_Page text_
○ ○ ○ ○ ○ ○ ○

Is it time to up your gratitude game?

Last month I joined more than 50 women for a “glamping” weekend in Maine. My friend, Janine, organized the gathering, bringing together women from different parts of her life for three days of laughs, learning, and leaning in. It was one of the most impactful weekends of my life.

I met people from around the country and connected on a heart-centered level. There were no talks of politics or professions, and instead, conversations focused on dreams, visions, and deep sharing.

Our days were filled with excursions, adventures, and presentations, each ending with recapping the fun around the fire pit. And Janine took care of the bill for it all. She wouldn’t accept any money as she wanted us all to practice receiving.

And then the universe’s plan came together.

Another guest at the campground shared with Janine about a family there who had fallen on hard times. Their fourth child was born two weeks ago and the father had been recently diagnosed with cancer that debilitated him and prevented him from working. As the sole breadwinner in the family, they were in crisis. Living in their RV with winter coming in fast, they needed some angels.

○ ○ ○ ○ ○ ○ ○

_Dataset content_
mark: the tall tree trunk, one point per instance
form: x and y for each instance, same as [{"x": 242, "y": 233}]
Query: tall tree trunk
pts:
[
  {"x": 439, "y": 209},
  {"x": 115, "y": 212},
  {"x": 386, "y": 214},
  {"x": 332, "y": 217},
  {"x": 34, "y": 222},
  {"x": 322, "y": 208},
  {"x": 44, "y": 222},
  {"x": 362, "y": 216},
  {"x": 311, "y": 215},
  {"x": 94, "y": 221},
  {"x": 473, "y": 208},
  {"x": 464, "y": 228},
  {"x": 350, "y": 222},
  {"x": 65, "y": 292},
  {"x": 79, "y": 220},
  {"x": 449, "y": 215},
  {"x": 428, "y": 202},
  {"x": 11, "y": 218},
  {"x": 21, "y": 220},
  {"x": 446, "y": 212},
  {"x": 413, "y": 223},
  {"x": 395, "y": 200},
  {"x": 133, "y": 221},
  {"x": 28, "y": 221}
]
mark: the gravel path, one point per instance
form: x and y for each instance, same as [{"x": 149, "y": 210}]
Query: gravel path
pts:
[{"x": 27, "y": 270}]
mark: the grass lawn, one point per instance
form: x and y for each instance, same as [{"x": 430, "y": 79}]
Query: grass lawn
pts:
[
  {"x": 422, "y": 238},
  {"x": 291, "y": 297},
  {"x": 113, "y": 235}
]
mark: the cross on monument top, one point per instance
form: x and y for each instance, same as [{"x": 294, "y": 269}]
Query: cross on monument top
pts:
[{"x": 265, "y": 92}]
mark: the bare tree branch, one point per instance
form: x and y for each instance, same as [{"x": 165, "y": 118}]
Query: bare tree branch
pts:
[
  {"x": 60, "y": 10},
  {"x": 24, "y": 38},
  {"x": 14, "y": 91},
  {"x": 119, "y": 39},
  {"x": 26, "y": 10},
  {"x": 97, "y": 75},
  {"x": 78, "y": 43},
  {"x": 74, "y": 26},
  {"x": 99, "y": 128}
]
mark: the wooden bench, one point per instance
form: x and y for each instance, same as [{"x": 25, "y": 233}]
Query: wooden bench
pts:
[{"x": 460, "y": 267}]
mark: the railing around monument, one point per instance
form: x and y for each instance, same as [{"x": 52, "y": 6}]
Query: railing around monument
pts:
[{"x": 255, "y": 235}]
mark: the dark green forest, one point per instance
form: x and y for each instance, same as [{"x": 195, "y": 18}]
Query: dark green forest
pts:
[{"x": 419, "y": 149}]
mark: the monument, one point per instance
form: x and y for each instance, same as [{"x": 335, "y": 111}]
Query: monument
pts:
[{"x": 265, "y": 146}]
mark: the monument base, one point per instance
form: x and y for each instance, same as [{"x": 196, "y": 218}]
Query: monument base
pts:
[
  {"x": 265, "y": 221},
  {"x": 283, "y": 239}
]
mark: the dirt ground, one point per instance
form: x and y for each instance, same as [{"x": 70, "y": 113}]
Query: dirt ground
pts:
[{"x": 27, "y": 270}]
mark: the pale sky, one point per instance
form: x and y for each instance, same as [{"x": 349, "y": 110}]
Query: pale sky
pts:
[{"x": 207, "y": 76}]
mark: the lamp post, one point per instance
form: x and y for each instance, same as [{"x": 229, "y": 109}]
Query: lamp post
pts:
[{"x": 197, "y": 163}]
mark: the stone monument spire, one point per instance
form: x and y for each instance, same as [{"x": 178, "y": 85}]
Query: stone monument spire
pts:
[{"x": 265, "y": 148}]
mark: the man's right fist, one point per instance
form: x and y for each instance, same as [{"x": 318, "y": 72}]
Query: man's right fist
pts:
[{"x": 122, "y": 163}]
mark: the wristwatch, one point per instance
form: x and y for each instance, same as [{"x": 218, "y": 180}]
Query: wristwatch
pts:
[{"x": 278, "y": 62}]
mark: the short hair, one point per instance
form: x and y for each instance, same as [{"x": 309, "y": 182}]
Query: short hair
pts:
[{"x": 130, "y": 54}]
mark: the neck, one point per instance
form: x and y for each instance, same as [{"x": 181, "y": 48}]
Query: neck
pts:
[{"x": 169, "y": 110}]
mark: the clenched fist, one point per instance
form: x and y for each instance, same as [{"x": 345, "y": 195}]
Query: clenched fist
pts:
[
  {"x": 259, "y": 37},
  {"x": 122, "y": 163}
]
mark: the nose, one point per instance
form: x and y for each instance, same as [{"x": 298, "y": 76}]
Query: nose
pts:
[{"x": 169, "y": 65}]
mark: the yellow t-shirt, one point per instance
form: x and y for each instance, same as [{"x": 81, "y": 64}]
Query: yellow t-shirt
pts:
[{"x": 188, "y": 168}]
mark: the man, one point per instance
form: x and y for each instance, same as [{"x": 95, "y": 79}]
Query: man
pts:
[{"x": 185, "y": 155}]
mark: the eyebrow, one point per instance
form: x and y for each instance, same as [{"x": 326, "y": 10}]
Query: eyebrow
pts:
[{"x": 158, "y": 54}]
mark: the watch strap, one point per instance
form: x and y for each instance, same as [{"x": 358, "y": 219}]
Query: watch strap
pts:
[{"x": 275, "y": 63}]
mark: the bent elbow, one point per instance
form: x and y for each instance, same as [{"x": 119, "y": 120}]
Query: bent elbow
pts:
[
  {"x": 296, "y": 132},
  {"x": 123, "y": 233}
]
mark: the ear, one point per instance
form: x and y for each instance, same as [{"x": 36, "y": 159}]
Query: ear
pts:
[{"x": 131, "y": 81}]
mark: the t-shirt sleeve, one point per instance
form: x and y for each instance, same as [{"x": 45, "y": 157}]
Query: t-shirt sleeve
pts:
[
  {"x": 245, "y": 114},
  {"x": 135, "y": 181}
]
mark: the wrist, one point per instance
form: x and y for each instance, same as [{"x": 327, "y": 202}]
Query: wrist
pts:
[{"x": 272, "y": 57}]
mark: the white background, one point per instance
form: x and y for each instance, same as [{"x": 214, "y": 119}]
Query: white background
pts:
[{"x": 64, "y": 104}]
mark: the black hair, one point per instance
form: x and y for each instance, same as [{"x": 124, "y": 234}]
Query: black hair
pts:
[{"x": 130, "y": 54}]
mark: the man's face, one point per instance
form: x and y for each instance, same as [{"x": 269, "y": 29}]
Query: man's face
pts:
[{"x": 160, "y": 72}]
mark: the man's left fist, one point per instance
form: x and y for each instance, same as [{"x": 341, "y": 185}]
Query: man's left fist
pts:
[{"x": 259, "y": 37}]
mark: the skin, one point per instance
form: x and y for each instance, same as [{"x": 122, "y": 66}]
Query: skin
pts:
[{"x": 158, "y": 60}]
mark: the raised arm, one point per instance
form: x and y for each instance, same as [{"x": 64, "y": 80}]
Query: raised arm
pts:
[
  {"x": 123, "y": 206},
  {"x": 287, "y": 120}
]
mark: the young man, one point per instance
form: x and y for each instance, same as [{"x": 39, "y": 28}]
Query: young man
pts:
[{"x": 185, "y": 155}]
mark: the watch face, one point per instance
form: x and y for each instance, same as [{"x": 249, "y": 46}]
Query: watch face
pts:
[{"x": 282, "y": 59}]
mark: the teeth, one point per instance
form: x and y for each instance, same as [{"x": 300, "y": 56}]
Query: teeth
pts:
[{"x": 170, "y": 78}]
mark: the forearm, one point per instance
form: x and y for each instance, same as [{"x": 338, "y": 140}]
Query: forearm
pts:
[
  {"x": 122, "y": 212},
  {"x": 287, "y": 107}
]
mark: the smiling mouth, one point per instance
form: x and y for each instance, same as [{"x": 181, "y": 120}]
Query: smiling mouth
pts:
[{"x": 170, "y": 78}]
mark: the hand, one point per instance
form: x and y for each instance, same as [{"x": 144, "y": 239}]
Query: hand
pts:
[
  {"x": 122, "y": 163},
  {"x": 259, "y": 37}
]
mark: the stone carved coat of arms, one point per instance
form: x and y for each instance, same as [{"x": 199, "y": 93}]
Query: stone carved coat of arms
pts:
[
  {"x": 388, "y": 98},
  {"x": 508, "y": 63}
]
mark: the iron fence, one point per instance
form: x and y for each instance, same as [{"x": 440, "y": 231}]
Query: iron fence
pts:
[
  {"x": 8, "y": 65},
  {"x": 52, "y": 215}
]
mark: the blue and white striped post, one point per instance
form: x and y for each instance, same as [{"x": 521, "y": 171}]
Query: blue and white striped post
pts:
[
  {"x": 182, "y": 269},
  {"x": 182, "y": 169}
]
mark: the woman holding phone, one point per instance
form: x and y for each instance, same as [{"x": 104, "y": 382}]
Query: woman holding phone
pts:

○ ○ ○ ○ ○ ○ ○

_What to work on_
1: In the glamping weekend text, rewrite the passage starting at "Our days were" and ending at "to practice receiving.", changing "fire pit" to "campfire".
2: According to the glamping weekend text, why wouldn't Janine accept any money from the guests?
3: Continue the glamping weekend text from the point where it stops.

_Answers_
1:
Our days were filled with excursions, adventures, and presentations, each ending with recapping the fun around the campfire. And Janine took care of the bill for it all. She wouldn’t accept any money as she wanted us all to practice receiving.

2: She wanted them all to practice receiving.

3:
As we were all aboard our coach bus heading up the coast of Maine, Janine shared the story of the Brookens family and suggested that those of us who offered to chip in for the cost of the weekend use that money to help this family instead. By the next morning, our group had gathered together $4,000. You should have seen their faces when we handed it to them!

Five-year-old Hunter said, “Wait, but we don’t have any more money.”

“Well, you do now,” Janine replied.

Janine is what I call a Gratitude Pioneer – someone who takes the lead on making a positive impact in the world; someone who knows that gratitude is more than an attitude — it’s a practice.

While it’s always a good time to put this practice into play, November feels particularly fitting being the month of Thanksgiving here in the U.S.

When things look grim in the world, you probably have to dig deep to feel grateful. However, when you play an intentional role in the healing as Janine is doing, you become part of the solution. Instead of dissolving into the misery, you rise above it by getting your hands dirty and helping out.

Ordinary people are doing extraordinary things every day and it can have a strong domino effect. After that powerful weekend, many of us reached out to our networks and communities to share the Brookens’ story and invite anyone able to do so to donate to the family’s GoFundMe to help with medical expenses and needs for the children. In less than a week, we raised $10,000 more!

And now, in lieu of exchanging presents, many of us are adopting this family for Christmas by purchasing items off their online registry to help give them a great holiday.

Janine has created her own army of gratitude pioneers, and together, we continue to build our armies.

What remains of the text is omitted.